### What to produce
How many lines in the records below contain the word "jersey"? Give only the number.

### Data excerpts
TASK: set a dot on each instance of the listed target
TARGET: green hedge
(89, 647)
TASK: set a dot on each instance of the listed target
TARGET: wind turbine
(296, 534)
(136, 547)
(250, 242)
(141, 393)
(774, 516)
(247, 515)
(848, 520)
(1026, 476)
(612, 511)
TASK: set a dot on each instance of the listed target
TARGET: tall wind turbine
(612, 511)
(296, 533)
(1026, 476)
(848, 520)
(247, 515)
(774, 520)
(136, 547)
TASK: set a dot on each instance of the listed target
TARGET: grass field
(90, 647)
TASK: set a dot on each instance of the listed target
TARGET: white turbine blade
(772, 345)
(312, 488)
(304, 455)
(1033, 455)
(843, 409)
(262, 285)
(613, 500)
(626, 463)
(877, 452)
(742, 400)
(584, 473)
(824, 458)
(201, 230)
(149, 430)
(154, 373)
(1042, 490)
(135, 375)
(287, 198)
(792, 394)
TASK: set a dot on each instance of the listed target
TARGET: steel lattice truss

---

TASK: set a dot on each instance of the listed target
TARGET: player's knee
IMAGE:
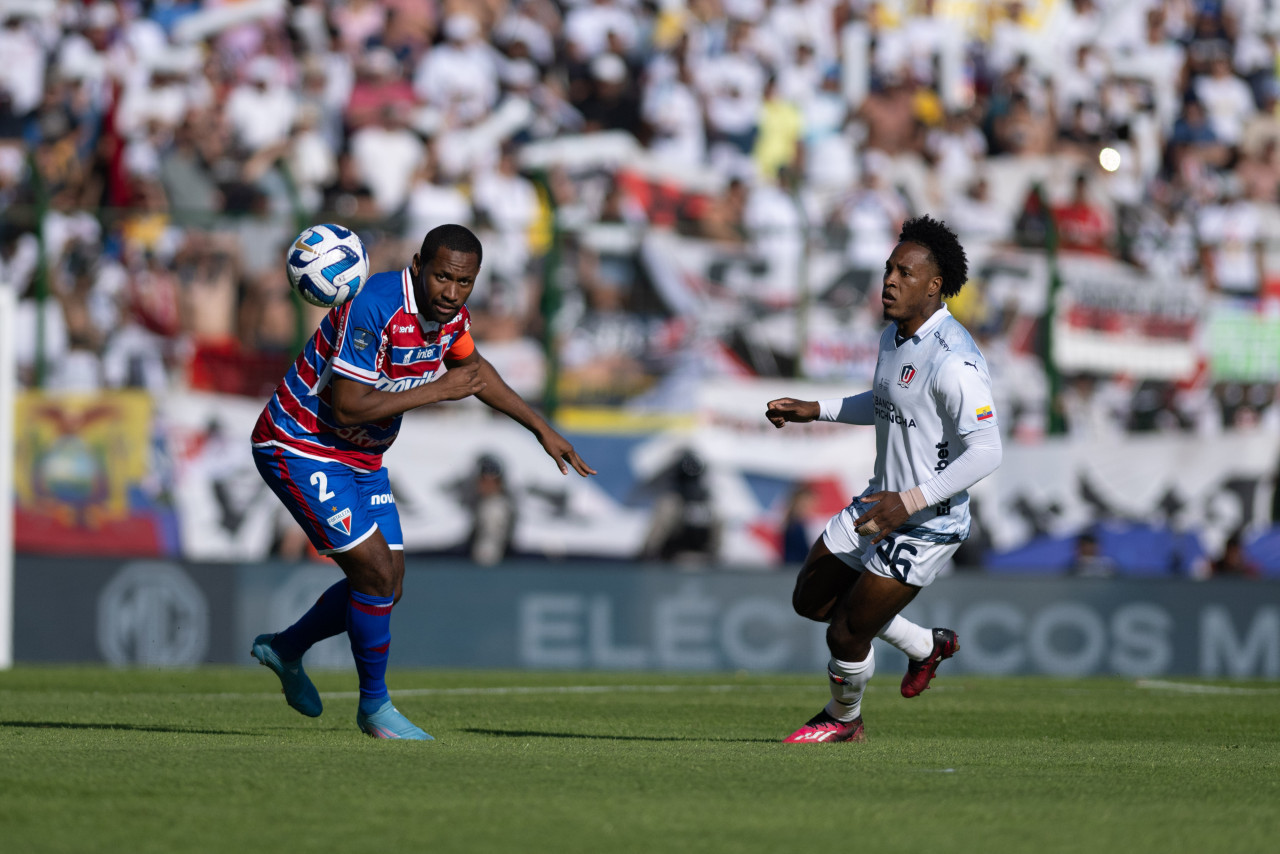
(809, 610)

--

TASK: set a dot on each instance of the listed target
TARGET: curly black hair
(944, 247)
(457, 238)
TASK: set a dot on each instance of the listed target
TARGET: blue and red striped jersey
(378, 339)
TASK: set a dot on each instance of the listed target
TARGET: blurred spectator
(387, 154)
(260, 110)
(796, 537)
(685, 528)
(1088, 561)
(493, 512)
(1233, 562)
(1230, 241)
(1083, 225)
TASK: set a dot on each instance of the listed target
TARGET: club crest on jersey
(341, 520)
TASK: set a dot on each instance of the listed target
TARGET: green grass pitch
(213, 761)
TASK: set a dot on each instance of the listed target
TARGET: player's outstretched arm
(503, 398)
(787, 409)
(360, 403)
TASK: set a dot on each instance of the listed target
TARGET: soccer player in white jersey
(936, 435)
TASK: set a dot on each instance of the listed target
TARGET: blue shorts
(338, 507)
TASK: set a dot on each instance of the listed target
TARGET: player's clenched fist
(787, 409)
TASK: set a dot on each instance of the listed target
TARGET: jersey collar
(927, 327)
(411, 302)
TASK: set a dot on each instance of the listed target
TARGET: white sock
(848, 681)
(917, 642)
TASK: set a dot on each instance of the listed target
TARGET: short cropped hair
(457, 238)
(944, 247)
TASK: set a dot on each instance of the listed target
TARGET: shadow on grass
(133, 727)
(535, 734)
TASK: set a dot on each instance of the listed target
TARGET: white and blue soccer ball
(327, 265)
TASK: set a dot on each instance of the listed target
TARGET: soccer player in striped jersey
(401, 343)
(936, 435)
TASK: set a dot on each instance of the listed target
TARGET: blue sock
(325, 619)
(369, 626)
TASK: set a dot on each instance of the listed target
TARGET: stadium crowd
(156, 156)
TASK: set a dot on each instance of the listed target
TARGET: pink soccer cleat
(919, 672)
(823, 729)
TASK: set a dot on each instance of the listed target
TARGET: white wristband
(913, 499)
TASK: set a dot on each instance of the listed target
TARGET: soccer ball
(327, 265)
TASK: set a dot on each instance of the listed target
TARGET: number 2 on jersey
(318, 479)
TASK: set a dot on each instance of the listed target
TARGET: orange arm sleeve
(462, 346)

### Solution to this problem
6